[Image point annotation entries]
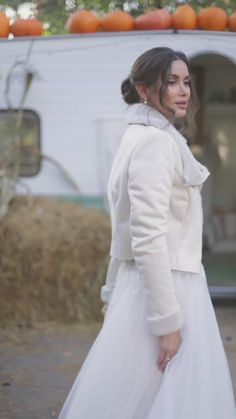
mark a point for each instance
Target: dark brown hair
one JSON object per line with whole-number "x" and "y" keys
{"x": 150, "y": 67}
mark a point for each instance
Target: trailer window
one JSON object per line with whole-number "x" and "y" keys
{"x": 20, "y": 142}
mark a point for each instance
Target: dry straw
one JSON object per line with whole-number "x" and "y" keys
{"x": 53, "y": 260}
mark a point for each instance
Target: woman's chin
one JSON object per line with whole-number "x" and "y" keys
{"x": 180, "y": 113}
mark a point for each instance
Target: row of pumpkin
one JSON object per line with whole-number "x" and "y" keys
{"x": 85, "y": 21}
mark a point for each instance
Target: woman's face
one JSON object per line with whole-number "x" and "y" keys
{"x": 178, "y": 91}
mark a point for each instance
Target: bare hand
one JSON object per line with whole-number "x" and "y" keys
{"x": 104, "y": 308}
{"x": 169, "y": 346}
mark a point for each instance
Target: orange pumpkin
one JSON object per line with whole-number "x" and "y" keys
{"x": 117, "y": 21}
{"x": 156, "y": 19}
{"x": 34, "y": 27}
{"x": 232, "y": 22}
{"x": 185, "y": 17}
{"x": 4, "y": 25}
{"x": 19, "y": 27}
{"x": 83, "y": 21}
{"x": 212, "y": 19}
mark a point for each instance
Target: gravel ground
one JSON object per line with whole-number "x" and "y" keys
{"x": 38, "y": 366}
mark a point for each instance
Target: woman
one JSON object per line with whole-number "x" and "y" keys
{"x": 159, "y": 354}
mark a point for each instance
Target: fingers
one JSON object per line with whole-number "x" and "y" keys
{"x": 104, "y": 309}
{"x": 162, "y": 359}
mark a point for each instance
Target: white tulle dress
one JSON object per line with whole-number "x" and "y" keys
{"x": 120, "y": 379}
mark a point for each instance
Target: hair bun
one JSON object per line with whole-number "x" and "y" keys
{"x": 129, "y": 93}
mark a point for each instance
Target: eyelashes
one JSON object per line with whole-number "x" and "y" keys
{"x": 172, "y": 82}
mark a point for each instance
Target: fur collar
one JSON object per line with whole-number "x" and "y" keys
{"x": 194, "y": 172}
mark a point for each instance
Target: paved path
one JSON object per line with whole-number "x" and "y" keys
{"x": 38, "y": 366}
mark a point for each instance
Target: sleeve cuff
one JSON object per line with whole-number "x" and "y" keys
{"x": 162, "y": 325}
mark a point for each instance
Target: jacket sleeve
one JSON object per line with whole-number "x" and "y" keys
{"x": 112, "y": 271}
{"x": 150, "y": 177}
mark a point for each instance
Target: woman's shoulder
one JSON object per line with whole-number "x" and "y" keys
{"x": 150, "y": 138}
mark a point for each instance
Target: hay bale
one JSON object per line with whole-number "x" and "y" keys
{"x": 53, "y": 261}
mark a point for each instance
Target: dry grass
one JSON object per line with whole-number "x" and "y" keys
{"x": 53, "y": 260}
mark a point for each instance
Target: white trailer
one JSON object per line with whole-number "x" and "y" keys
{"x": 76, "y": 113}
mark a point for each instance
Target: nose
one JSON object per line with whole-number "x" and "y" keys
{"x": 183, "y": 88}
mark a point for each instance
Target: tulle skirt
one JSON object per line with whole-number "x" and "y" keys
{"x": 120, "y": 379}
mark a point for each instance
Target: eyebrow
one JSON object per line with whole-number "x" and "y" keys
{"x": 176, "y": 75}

[GIVEN REQUEST]
Reproduce every line exactly and omit all pictures.

[EXPECTED OUTPUT]
mark a point for each instance
Target: dark brown hair
one JSON object per line with whole-number "x" and "y" keys
{"x": 150, "y": 67}
mark a point for each instance
Target: trailer window
one JSON object per line with whole-number "x" and "y" keys
{"x": 20, "y": 142}
mark a point for each instance
Target: dry straw
one JSON object per line with whole-number "x" and "y" keys
{"x": 53, "y": 260}
mark a point for each instance
Target: woman's chin
one JSON object per line with whole-number "x" and "y" keys
{"x": 180, "y": 113}
mark a point for each instance
Target: row of pumpkin
one JSON object per line with whole-number "x" and "y" keys
{"x": 85, "y": 21}
mark a point for each instance
Target: woman's face
one JSON object per line with whole-number "x" and "y" keys
{"x": 178, "y": 91}
mark a point for each instance
Target: bare hand
one JSON object per line with whole-number "x" and "y" keys
{"x": 104, "y": 308}
{"x": 169, "y": 346}
mark a point for each instance
Target: orange pumpkin
one JSON object per line with whole-number "x" and "y" keys
{"x": 117, "y": 21}
{"x": 156, "y": 19}
{"x": 34, "y": 27}
{"x": 232, "y": 22}
{"x": 185, "y": 17}
{"x": 4, "y": 25}
{"x": 19, "y": 27}
{"x": 83, "y": 21}
{"x": 212, "y": 19}
mark a point for each instance
Target: gravel ground
one JSON object per line with whole-number "x" and "y" keys
{"x": 38, "y": 366}
mark a point for each instance
Target: woman
one JSON object per line with whole-number "x" and "y" keys
{"x": 159, "y": 354}
mark a point for each instance
Target: fingers
one JSON object per line with whole-number "x" and "y" keys
{"x": 104, "y": 309}
{"x": 162, "y": 359}
mark a point for each instance
Target: white tulle dress
one JSON object per line with whole-number "x" and "y" keys
{"x": 120, "y": 379}
mark a point for each instance
Target: hair bun
one JSON object per line with whole-number "x" and "y" keys
{"x": 129, "y": 93}
mark a point for each instance
Target: eyelashes
one JSON object per line with whole-number "x" and "y" keys
{"x": 172, "y": 82}
mark a point for each instance
Target: fur collar
one JSON object per line with whole-number "x" and "y" keys
{"x": 194, "y": 172}
mark a point for each instance
Target: paved path
one JSON object per line with whole-number "x" and "y" keys
{"x": 38, "y": 366}
mark a point for each instance
Target: sleeve cuff
one JSON object per line with whole-number "x" and "y" keys
{"x": 162, "y": 325}
mark a point for each instance
Target: jacket sleeve
one JSON object per line with whole-number "x" and "y" keys
{"x": 112, "y": 271}
{"x": 150, "y": 177}
mark a point for each instance
Target: woman's shoulder
one JSON object per line with whole-number "x" and "y" keys
{"x": 150, "y": 138}
mark a point for each instance
Target: hay bale
one JSON object per line with whole-number "x" and "y" keys
{"x": 53, "y": 261}
mark a point for each instance
Target: dry grass
one JSON object per line with whole-number "x" and "y" keys
{"x": 53, "y": 260}
mark a point for each instance
Target: white trailer
one JSON object per line with whole-number "x" and "y" keys
{"x": 76, "y": 113}
mark a point for each instance
Target: nose
one JSON object per line with whole-number "x" and "y" keys
{"x": 183, "y": 88}
mark a point for each instance
Target: tulle skirt
one JSON object per line with whole-number "x" and "y" keys
{"x": 120, "y": 379}
mark a point for each instance
Target: eyebrow
one JSON object per line with whole-number "x" and "y" keys
{"x": 176, "y": 75}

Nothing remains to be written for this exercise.